▶ [Required task 1] Please return the passage of the Manila trip post starting at "Trying to believe" and ending at "his own restraints.", copied word for word.
▶ [Required task 2] Resume the Manila trip post from its last sentence and carry the account forward.

6/11/2009

Maiden Flight

Manila trip - Day 1

Woog knows his dinosaurs. His particular favorites are brachiosaurs, diplodocuses, and brontosaurs - those huge lumbering long-necked lizards that lived millions of years before his own father ever thought of depositing the sperm cell that eventually formed half of him.

Woog emulates these favorite dinosaurs even as the plane taxies off into the runway. He and Yaya Rose crane their necks out the window as the whole world tilts at an uneven angle. If human necks could get any longer, theirs does the day of their first plane ride: June 4. Woog's 7th birthday. What better present can a boy and his nanny get?

Trying to believe his eyes

As the houses and trees depreciate into miniature structures down below and the clouds rush pass their faces, Woog trumpets his glee, the sing-song whoop spiraling up from his elongated throat to emerge shrilly out his mouth, only to reverberate in a pressurized cabin where a couple of hundred other people share limited air space. As one, his fellow passengers stretch their necks like a herd of grazing dinosaurs searching for the source of the sound.

The absurdity of imagining dinosaurs on a plane thousands of feet up in the air strikes Woog's mother as funny, and she takes a dozen shots of the first-time flyers who are straining against their seatbelts in excitement.

Yaya, are you going to be sick?

Eventually, one other starts to protest the papparazo invasion before attempting to escape his own restraints.

Fortunately, a stick of spearmint gum placates him, and his mother doesn't even scold when he swallows the whole wad after chewing. The window is beyond his line of sight, you see, and he is enjoying his maiden flight as only a two-year-old can.



Nine people land an hour after their scheduled time of arrival, having dipped and shimmied in the overcast sky, waiting for air traffic to clear before touching terra firma. The kids battle their midday hunger pangs at the airport by ganging up on each other until their irritable parents pull them away by their ears, or separate them with firm taps to their bottoms.

Finally, after the confusion of looking for and finding the car and driver sent by a cousin, six hungry adults and three hungry kids pile into a pick-up that seats four people (Atch spends the drizzling journey out in the truck bed, bedecked in a raincoat and umbrella). After the typical speed -crawl that one can only find on Manila streets, everyone finally settles down to a lovely meal that is summarily devoured without much fanfare, expense notwithstanding.

▶ [Given entries]
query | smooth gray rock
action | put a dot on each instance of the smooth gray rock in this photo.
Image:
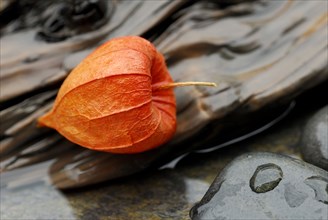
(266, 186)
(314, 145)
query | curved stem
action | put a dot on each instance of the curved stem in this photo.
(179, 84)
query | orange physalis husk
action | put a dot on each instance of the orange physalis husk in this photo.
(113, 101)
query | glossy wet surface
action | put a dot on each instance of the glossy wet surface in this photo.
(154, 194)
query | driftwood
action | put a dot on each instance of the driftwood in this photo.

▶ [Written answer 1]
Trying to believe his eyes

As the houses and trees depreciate into miniature structures down below and the clouds rush pass their faces, Woog trumpets his glee, the sing-song whoop spiraling up from his elongated throat to emerge shrilly out his mouth, only to reverberate in a pressurized cabin where a couple of hundred other people share limited air space. As one, his fellow passengers stretch their necks like a herd of grazing dinosaurs searching for the source of the sound.

The absurdity of imagining dinosaurs on a plane thousands of feet up in the air strikes Woog's mother as funny, and she takes a dozen shots of the first-time flyers who are straining against their seatbelts in excitement.

Yaya, are you going to be sick?

Eventually, one other starts to protest the papparazo invasion before attempting to escape his own restraints.

▶ [Written answer 2]
Chomping our way through The Aristocrat, Roxas Boulevard

Happy Birthday, Woogie! Welcome to Manila!

6/04/2009

Speeding Through Time, Heels Digging In

It is June. Woog's 7th birthday. Where did my baby go? Where did the summer go? The rain is pelting down on the roof, and the sun is making its requisite weak effort. Mano a mano, neither the one giving in.

We wake up early today, the darkness permeating our tiny room. Even Woog, for whom sleep is infinitely preferable to food. The boys are excited to be getting on a plane for the first time. We are heading for Manila today, with cheap promo tickets bought online the month before. Our birthday presents for Woog, who is 7 toady, and Eli, who will turn 3 in July. And for Yaya Rose, who turned 19 last month.

It is June. In a week, my gapped-tooth older boy will be in first grade. The years are speeding by (oh be still, my racing heart), and I haven't the foggiest idea of how to slow them down.

I console myself by thinking of the month that has passed, and the many highlights that seem like mere flashes in my consciousness. Events that have made me, in equal parts, laugh and fume:

My Tatay, after gurgling half a case of beer with his brother, Ninoy Toto and my Atch, then attempting to turn off the overhead lights with the tv remote control.

Samantha, the Indian neighbor kid, slamming in and out of our apartment with impunity , and raiding the refrigerator while complaining of hunger. The things people need to teach their kids. I ought to have a few words with her mother.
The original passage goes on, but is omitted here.